> _Given instruction 1_
For the passage on Mr. Meeble, decide whether each statement below agrees with it, answering yes or no and quoting the deciding words: (a) the band was formed in late 2005 by Devin Fleenor and Michael Plaster; (b) the band released its music through a major record label; (c) a writer for Rolling Stone compared the band's sound to Depeche Mode.

> _Page_
-------
Mr. Meeble was an electronic rock band from Phoenix, Arizona, formed in late 2005 by Devin Fleenor and Michael Plaster. The band grew its fan base primarily via websites such as YouTube, and continued to self-release music and videos on its label, Absolute Motion. They were regarded for their visually elaborated live shows, combining video projections, RGB lasers and other custom-made visual devices to enhance the mix of electronics and live instrumentation. A writer for Wired described their sound as "coded into the musical matrix somewhere between Depeche Mode and Massive Attack". Another journalist wrote that "Mr. Meeble's sound falls somewhere between Radiohead and Stereolab". In their own biography, the band names Thom Yorke and Air as influences.
-------
> _Given instruction 2_
In the listing, substitute "amber bottle" for "brown bottle" and reproduce the lines from the one containing "Keep to two rules. Tag each instance of the white tablecloth" up to and including the one containing "x=667 y=210", leaving everything else unchanged.
-------
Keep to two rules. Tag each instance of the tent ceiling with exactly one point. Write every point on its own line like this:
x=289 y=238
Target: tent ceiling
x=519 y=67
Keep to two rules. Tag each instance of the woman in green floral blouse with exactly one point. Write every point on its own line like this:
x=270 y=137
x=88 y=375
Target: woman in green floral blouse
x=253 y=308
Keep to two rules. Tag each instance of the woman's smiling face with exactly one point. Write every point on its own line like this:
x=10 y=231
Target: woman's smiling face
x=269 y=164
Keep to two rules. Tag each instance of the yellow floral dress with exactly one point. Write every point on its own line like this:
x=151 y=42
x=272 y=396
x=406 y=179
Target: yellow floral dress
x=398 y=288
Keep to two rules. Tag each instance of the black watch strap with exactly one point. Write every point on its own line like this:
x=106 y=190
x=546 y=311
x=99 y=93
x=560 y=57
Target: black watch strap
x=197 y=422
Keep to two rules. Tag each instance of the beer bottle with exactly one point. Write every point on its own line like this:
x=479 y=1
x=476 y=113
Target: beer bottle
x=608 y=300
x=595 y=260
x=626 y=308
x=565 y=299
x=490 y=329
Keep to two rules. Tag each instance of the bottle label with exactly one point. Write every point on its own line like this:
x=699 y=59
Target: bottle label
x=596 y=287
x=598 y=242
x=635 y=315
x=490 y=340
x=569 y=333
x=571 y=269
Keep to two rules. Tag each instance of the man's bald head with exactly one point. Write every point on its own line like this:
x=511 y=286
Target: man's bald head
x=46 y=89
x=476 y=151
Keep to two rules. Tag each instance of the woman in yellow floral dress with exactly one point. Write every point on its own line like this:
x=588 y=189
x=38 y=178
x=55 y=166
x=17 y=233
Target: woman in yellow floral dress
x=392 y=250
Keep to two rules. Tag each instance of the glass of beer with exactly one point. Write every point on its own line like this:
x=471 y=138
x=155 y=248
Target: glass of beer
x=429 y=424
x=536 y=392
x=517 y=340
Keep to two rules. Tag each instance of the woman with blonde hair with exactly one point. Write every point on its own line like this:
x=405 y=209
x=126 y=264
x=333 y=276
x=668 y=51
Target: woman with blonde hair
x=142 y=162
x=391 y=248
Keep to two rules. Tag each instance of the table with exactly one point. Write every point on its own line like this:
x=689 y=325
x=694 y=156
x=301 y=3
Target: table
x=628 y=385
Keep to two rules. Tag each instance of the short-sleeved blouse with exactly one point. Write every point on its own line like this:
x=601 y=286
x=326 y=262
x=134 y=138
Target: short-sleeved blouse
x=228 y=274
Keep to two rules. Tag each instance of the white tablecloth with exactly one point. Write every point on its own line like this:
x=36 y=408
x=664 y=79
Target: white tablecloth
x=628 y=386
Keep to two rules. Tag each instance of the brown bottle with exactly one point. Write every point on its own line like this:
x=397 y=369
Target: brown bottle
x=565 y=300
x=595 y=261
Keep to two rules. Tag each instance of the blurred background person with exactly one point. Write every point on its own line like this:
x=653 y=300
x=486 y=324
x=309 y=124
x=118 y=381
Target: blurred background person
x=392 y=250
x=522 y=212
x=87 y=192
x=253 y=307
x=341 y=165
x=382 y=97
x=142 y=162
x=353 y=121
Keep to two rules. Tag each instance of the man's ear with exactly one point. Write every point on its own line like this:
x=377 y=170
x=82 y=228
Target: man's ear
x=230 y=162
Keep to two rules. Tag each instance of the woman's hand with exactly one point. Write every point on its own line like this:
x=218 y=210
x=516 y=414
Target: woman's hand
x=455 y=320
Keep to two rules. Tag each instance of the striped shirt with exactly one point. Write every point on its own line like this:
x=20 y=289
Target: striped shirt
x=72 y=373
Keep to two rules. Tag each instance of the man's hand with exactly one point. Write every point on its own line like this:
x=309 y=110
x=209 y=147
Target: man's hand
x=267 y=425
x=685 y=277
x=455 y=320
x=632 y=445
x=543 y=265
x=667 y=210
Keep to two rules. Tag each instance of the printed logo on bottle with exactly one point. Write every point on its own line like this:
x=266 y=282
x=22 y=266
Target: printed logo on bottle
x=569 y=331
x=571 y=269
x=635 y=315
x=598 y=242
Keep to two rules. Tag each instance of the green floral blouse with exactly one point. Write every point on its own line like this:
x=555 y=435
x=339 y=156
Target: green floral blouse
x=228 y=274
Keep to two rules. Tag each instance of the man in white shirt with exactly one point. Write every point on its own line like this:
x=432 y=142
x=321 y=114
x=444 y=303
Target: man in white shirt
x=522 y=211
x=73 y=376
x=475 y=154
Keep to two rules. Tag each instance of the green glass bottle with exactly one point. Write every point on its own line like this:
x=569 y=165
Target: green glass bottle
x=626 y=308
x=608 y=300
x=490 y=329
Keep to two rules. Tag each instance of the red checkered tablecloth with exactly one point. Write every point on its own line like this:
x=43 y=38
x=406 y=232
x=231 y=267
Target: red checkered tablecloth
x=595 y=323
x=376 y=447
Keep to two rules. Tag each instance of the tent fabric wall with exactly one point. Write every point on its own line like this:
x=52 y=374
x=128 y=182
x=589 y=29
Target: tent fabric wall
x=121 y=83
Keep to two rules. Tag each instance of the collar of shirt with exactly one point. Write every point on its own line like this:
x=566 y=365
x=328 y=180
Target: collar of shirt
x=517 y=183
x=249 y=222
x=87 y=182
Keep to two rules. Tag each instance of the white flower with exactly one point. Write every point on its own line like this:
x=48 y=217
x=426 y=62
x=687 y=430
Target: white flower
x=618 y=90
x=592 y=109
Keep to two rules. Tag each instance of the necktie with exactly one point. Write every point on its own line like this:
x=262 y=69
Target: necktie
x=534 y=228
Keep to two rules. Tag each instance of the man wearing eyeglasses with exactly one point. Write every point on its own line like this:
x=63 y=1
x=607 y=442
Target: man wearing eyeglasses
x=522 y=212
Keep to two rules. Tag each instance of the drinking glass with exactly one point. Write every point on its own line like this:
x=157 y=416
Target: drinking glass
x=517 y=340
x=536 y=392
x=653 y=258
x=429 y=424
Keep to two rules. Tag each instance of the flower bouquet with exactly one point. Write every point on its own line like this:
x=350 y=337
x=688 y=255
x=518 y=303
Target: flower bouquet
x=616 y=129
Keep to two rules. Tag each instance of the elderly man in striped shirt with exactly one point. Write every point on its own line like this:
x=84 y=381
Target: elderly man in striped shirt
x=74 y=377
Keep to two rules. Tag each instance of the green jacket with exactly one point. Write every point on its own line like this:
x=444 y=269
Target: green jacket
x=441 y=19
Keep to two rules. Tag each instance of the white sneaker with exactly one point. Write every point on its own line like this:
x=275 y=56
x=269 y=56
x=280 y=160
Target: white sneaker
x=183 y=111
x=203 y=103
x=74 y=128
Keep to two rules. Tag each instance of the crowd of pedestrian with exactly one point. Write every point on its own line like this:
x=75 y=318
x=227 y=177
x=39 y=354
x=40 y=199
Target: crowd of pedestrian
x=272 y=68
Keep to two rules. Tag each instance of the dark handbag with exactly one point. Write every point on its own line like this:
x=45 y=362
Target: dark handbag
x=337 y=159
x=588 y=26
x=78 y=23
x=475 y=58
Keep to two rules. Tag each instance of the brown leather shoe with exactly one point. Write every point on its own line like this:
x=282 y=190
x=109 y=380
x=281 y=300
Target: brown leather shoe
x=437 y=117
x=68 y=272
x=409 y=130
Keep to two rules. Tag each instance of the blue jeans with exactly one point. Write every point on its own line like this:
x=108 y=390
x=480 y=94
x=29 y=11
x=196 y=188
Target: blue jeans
-------
> _Exercise output 1_
(a) Yes: "formed in late 2005 by Devin Fleenor and Michael Plaster"
(b) No: "continued to self-release music and videos on its label, Absolute Motion"
(c) No: "A writer for Wired described their sound as "coded into the musical matrix somewhere between Depeche Mode and Massive Attack""

> _Exercise output 2_
Keep to two rules. Tag each instance of the white tablecloth with exactly one point. Write every point on its own line like this:
x=36 y=408
x=664 y=79
Target: white tablecloth
x=628 y=386
Keep to two rules. Tag each instance of the amber bottle with exactly one point. Write every point on its own line like this:
x=397 y=369
Target: amber bottle
x=565 y=300
x=595 y=261
Keep to two rules. Tag each instance of the blurred background person with exactly one point. Write every point on its own line like this:
x=653 y=300
x=486 y=324
x=309 y=124
x=118 y=381
Target: blurred background person
x=392 y=250
x=522 y=212
x=87 y=192
x=253 y=307
x=341 y=165
x=382 y=97
x=142 y=162
x=353 y=121
Keep to two rules. Tag each instance of the man's ear with exactly one point. Write every point on its own line like this:
x=377 y=170
x=82 y=228
Target: man's ear
x=230 y=162
Keep to two rules. Tag each instance of the woman's hand with exactly one point. Write every point on its own line like this:
x=218 y=210
x=516 y=414
Target: woman's hand
x=455 y=320
Keep to two rules. Tag each instance of the striped shirt with exactly one point. Write every point on its own line like this:
x=20 y=289
Target: striped shirt
x=72 y=373
Keep to two rules. Tag each instance of the man's hand with exactly one point. Write every point on its own line like this:
x=309 y=110
x=209 y=147
Target: man's hand
x=267 y=425
x=685 y=277
x=455 y=320
x=632 y=445
x=543 y=265
x=667 y=210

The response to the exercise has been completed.